── Records supplied ──

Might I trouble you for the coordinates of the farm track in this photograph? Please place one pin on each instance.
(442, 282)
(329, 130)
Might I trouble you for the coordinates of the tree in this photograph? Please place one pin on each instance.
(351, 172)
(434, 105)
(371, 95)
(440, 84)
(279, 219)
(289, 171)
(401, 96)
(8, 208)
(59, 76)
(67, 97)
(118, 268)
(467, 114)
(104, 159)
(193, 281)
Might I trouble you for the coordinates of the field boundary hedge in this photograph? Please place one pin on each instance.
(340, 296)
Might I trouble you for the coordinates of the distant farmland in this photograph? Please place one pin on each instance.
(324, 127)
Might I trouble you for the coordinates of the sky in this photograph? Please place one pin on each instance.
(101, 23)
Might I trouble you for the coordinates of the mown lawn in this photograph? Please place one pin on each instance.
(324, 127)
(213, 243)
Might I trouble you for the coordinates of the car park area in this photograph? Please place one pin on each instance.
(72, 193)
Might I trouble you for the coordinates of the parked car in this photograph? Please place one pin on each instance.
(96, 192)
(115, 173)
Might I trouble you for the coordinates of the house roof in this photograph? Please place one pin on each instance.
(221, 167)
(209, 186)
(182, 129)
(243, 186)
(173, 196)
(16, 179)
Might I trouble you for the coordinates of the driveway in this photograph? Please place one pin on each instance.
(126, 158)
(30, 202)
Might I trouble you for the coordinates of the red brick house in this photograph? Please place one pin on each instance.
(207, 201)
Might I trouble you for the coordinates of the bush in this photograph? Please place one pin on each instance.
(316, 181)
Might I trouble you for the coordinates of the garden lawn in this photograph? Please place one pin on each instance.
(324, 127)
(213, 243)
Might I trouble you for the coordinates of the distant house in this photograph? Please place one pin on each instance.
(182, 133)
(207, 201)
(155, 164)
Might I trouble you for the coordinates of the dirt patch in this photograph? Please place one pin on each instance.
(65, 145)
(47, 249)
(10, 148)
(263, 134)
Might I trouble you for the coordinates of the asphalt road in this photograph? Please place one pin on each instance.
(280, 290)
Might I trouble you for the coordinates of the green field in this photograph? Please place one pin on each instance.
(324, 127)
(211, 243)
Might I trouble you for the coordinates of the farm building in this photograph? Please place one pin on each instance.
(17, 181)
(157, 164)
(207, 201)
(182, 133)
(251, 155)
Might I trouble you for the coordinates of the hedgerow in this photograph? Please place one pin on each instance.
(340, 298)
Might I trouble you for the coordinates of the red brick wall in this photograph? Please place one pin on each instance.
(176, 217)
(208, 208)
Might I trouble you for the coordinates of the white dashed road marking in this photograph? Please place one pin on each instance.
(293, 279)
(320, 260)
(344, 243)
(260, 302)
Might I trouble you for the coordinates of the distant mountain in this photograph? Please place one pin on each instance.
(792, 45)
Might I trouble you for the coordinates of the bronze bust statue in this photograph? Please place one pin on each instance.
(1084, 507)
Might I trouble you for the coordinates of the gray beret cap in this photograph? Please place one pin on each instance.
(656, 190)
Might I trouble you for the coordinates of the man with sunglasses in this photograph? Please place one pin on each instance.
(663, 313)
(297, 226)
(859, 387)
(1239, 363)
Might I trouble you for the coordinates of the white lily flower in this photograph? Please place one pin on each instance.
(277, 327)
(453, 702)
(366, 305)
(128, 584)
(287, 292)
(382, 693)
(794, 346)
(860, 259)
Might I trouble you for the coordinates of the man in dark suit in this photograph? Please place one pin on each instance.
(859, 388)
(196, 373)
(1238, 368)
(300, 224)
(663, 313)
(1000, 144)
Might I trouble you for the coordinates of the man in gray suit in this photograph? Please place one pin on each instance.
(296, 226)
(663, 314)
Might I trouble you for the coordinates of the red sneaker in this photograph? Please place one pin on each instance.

───

### Problem to solve
Using the data above, output each line exactly.

### Reply to the task
Might I trouble you for the coordinates of the farm track in this photograph? Please place one pin on each instance.
(442, 282)
(329, 130)
Might I trouble you for the coordinates of the tree in this photograph? Please place one pin on each instance.
(351, 172)
(434, 105)
(371, 95)
(440, 84)
(279, 219)
(289, 171)
(401, 96)
(8, 208)
(59, 76)
(67, 97)
(118, 268)
(467, 114)
(104, 159)
(193, 281)
Might I trouble you for the coordinates of the field boundary hedge in this photograph? Please place one pin on each instance.
(340, 296)
Might I trouble you for the coordinates of the distant farmland in this photograph? Please place one pin on each instance.
(324, 127)
Might I trouble you for the coordinates of the sky in this photograph? Please place one pin on each instance.
(101, 23)
Might I trouble you for the coordinates of the mown lawn in this photograph? Please place one pin on each instance.
(324, 127)
(213, 243)
Might I trouble you for the coordinates of the car park area in this photograph? Please place one pin on each instance.
(72, 193)
Might I trouble you for the coordinates of the parked car in this photograph? Please place one pin on each instance.
(96, 192)
(115, 173)
Might I trouble you for the coordinates of the house roof in this photograph? Please place one pin on each instance.
(221, 167)
(209, 186)
(182, 129)
(243, 186)
(173, 196)
(16, 179)
Might I trouble you for the coordinates of the driveway in this photograph? Please place one pin on each instance.
(126, 158)
(30, 202)
Might I trouble you for the coordinates of the red brick house in this photograph? Please place one pin on each instance.
(207, 201)
Might I trouble you for the coordinates of the bush in this photograph? Please place one pin on each instance.
(316, 181)
Might I trouble you for the coordinates of the garden lawn in this photograph? Please place one pin on each instance.
(324, 127)
(213, 243)
Might I trouble you for the coordinates of the distant house in this photograph? Please place one pin on each instance.
(182, 133)
(207, 201)
(155, 164)
Might I trouble you for the coordinates of the dirt patch in this photograph? Please place one pin on each instance.
(65, 145)
(47, 249)
(10, 148)
(263, 134)
Might I trouble you for the coordinates of the asphalt road in this photograph? Please place one pin on each instance.
(280, 290)
Might I trouble you for the coordinates of the green field in this photograph? Please place one pin on each instance.
(324, 127)
(211, 243)
Might I trouble you for the coordinates of the farm building in this photograph? Please place one pin on each instance.
(17, 181)
(157, 164)
(207, 201)
(182, 133)
(251, 155)
Might I trouble you for the coordinates of the hedgerow in this photograph? Please place one pin on each instance.
(340, 298)
Might I trouble you for the coordinates of the red brick wall in this photograph? Please place one pin on each instance.
(176, 217)
(208, 208)
Might I trouble you for the coordinates of the white dashed road marking in this photograph? Please place one pin on each instance.
(293, 279)
(320, 260)
(344, 243)
(260, 302)
Might I trouble you for the coordinates of the distant mountain in this photograph? Please place one pin on each instance.
(792, 45)
Might I trouble you for the coordinates of the bronze bust statue in this photograph? Please place one pin on each instance.
(1084, 507)
Might I trouble you for the coordinates of the gray beret cap in this photograph? Please place one pin on each instance.
(656, 190)
Might I trouble you for the coordinates of the man with sunglasses in this photograph? Please place one pin on each instance.
(663, 313)
(297, 226)
(859, 387)
(1239, 363)
Might I trouble you for the coordinates of the white lily flower in this photograph? Please place one pin on each instance.
(277, 327)
(453, 702)
(366, 305)
(128, 584)
(287, 292)
(382, 693)
(794, 346)
(860, 259)
Might I trouble you for the coordinates of the man in dark suit in this photograph? Please place one pin on each instance.
(859, 388)
(196, 373)
(1238, 368)
(300, 224)
(663, 313)
(1000, 144)
Might I trouble you for the coordinates of the man in gray suit in this photograph? Please place one pin on each instance.
(296, 226)
(663, 314)
Might I trouble you for the coordinates of the red sneaker in this photograph? Please place one pin on each instance.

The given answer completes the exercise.